> [Records for this task]
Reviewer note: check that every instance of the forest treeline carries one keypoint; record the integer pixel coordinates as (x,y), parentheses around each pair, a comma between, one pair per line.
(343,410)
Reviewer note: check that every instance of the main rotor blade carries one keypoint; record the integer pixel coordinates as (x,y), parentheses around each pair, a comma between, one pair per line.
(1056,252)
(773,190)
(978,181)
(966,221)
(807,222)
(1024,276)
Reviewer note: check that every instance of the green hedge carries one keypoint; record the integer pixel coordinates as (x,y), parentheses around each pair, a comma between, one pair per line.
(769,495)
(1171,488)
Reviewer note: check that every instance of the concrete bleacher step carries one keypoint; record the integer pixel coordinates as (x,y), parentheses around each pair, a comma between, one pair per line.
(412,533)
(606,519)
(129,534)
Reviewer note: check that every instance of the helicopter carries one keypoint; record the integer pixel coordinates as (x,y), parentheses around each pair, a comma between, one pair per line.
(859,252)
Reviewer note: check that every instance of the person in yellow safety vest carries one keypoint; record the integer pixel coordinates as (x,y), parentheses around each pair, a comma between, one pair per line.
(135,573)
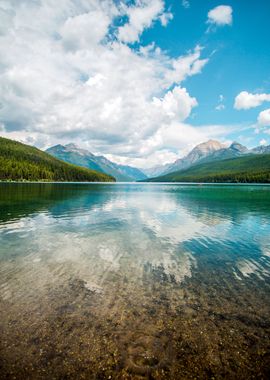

> [Problem requirements] Could you extract every line of the data above that contains the string "treeline"?

> [Response to the exercise]
Reviewer note: check that every instance of the forest treeline carries one keypoint; record the integer pixel coordinates as (x,y), parentheses around each pair, a comma between, one pair per line.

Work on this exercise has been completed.